-- START Data extract --

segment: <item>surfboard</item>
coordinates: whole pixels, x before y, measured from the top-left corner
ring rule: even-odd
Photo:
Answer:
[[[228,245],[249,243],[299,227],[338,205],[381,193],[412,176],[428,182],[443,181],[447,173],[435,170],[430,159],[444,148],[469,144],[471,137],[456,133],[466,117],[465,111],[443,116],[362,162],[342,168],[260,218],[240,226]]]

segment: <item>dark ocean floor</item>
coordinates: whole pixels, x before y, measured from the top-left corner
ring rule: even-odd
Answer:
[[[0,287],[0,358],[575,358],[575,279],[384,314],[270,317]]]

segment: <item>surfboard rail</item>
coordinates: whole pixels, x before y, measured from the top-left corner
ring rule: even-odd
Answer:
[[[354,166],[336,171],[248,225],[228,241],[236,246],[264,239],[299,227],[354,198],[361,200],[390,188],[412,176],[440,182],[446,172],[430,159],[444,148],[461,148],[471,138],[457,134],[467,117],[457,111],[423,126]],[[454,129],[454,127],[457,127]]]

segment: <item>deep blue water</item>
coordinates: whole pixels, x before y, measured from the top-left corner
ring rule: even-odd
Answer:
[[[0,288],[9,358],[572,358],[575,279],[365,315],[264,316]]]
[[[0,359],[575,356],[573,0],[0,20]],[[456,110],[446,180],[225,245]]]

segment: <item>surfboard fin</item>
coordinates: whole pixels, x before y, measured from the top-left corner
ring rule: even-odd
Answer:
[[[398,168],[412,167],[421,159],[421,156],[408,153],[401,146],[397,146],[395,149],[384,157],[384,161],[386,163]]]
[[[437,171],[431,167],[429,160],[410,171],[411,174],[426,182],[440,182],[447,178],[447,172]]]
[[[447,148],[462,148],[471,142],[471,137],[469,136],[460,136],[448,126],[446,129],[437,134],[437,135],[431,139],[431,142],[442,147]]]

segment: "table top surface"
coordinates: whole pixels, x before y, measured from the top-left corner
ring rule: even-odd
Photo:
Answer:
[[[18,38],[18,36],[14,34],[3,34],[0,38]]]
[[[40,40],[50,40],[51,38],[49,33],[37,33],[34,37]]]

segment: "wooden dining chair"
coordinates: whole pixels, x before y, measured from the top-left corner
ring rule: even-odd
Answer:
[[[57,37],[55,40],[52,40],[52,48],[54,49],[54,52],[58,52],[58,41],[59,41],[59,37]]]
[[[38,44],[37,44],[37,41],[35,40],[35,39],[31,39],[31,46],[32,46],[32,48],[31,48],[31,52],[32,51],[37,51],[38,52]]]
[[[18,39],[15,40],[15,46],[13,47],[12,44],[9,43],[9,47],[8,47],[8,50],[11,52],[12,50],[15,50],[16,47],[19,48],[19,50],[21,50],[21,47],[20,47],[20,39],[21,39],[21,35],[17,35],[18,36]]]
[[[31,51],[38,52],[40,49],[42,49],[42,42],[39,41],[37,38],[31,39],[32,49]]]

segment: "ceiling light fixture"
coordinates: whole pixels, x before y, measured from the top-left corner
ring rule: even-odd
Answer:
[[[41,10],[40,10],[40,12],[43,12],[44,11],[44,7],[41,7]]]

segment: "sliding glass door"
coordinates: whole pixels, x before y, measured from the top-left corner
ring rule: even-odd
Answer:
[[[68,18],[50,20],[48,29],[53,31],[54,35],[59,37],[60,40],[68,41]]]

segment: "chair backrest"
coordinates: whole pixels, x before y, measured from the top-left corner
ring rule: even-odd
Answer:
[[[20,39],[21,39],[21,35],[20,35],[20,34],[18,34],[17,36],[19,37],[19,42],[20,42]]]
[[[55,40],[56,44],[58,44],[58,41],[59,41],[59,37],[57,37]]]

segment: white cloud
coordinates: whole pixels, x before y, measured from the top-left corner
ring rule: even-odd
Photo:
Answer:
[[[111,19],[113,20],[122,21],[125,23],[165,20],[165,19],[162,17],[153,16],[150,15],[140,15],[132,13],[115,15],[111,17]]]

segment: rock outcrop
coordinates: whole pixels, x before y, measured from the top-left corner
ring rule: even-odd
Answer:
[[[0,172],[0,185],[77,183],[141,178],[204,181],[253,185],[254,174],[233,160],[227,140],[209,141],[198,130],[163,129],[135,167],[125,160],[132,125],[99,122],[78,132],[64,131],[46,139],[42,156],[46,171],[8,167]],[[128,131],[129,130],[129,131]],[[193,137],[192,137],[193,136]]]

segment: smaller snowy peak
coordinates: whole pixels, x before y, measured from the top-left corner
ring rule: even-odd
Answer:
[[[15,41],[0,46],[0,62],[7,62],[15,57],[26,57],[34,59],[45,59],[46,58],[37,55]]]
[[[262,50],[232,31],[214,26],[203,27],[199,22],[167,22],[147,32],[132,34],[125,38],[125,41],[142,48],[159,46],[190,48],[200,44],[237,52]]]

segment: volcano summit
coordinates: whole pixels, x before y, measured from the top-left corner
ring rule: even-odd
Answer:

-- END Data extract --

* [Your task]: Copy the entire listing above line for line, changing nothing.

* [Solution for this exercise]:
segment: <item>surfboard</item>
coordinates: whole pixels, x before y, measured from the top-left corner
ring rule: even-odd
Photo:
Answer:
[[[228,245],[249,243],[299,227],[338,205],[381,193],[412,176],[428,182],[443,181],[447,173],[435,170],[430,159],[444,148],[469,144],[471,137],[456,133],[466,117],[465,111],[443,116],[362,162],[342,168],[260,218],[240,226]]]

segment: <item>dark ocean floor</item>
coordinates: whole pixels, x before y, measured from the top-left corner
ring rule: even-odd
Answer:
[[[0,287],[0,358],[575,358],[575,279],[384,314],[270,317]]]

segment: <item>surfboard rail</item>
coordinates: whole pixels, x before y, measured from the top-left corner
ring rule: even-odd
Answer:
[[[354,166],[336,171],[248,225],[228,241],[236,246],[264,239],[299,227],[354,198],[361,200],[390,188],[412,176],[440,182],[446,172],[430,159],[444,148],[461,148],[471,138],[457,134],[467,117],[457,111],[423,126]],[[454,129],[454,127],[457,127]]]

segment: <item>deep blue water</item>
coordinates: whole pixels, x before y, measured from the top-left corner
ring rule: even-odd
Answer:
[[[0,288],[9,358],[572,358],[575,279],[365,315],[264,316]]]
[[[0,359],[575,356],[573,0],[0,20]],[[456,110],[446,180],[225,245]]]

segment: <item>surfboard fin</item>
coordinates: whole pixels, x before y, measured from the top-left corner
ring rule: even-odd
Answer:
[[[398,168],[412,167],[421,159],[421,156],[408,153],[401,146],[397,146],[395,149],[384,157],[384,161],[386,163]]]
[[[437,171],[431,167],[429,160],[410,171],[411,174],[426,182],[440,182],[447,178],[447,172]]]
[[[447,148],[462,148],[471,142],[471,137],[469,136],[460,136],[448,126],[446,129],[437,134],[437,135],[431,139],[431,142],[442,147]]]

segment: "table top surface"
coordinates: whole pixels, x before y, measured from the top-left corner
ring rule: even-odd
Photo:
Answer:
[[[18,38],[18,36],[14,34],[3,34],[0,38]]]
[[[40,40],[50,40],[51,38],[49,33],[37,33],[34,37]]]

segment: "wooden dining chair"
coordinates: whole pixels, x before y, measured from the top-left corner
ring rule: even-odd
Answer:
[[[57,37],[55,40],[52,40],[52,48],[54,49],[54,52],[58,52],[58,41],[59,41],[59,37]]]
[[[38,44],[37,44],[37,41],[35,40],[35,39],[31,39],[31,46],[32,46],[32,48],[31,48],[31,52],[32,51],[37,51],[38,52]]]
[[[18,39],[15,40],[15,46],[13,47],[12,44],[9,43],[9,47],[8,47],[8,50],[11,52],[12,50],[15,50],[16,47],[19,48],[19,50],[21,50],[21,47],[20,47],[20,39],[21,39],[21,35],[17,35],[18,36]]]
[[[31,51],[38,52],[40,49],[42,49],[42,42],[39,41],[37,38],[31,39],[32,49]]]

segment: "ceiling light fixture"
coordinates: whole pixels, x before y, measured from the top-left corner
ring rule: even-odd
Answer:
[[[41,10],[40,10],[40,12],[43,12],[44,11],[44,7],[41,7]]]

segment: "sliding glass door"
coordinates: whole pixels, x before y, measured from the top-left corner
ring rule: even-odd
Answer:
[[[68,18],[50,20],[48,29],[53,31],[54,35],[59,37],[60,40],[68,41]]]

segment: "chair backrest"
coordinates: whole pixels, x before y, measured from the top-left corner
ring rule: even-odd
Answer:
[[[20,39],[21,39],[21,35],[20,35],[20,34],[18,34],[17,36],[19,37],[19,42],[20,42]]]
[[[55,40],[56,44],[58,44],[58,41],[59,41],[59,37],[57,37]]]

segment: white cloud
coordinates: whole pixels, x before y, measured from the top-left corner
ring rule: even-odd
Photo:
Answer:
[[[111,19],[113,20],[122,21],[125,23],[165,20],[165,19],[162,17],[153,16],[150,15],[140,15],[132,13],[115,15],[111,17]]]

segment: rock outcrop
coordinates: whole pixels, x before y, measured from the top-left corner
ring rule: even-odd
Answer:
[[[0,172],[0,185],[77,183],[141,178],[204,181],[253,185],[254,174],[233,160],[227,140],[209,141],[198,130],[163,129],[135,167],[125,160],[132,125],[99,122],[78,132],[64,131],[46,139],[42,156],[46,171],[8,167]],[[128,131],[129,130],[129,131]],[[193,137],[192,137],[193,136]]]

segment: smaller snowy peak
coordinates: whole pixels, x before y, measured from the top-left corner
ring rule: even-odd
Answer:
[[[15,41],[0,46],[0,62],[7,62],[15,57],[26,57],[34,59],[45,59],[46,58],[37,55]]]
[[[262,50],[232,31],[214,26],[203,27],[199,22],[167,22],[147,32],[132,34],[125,38],[125,41],[142,48],[159,46],[190,48],[200,44],[237,52]]]

segment: volcano summit
coordinates: whole pixels, x before y, measured from the top-left corner
ring rule: even-odd
Answer:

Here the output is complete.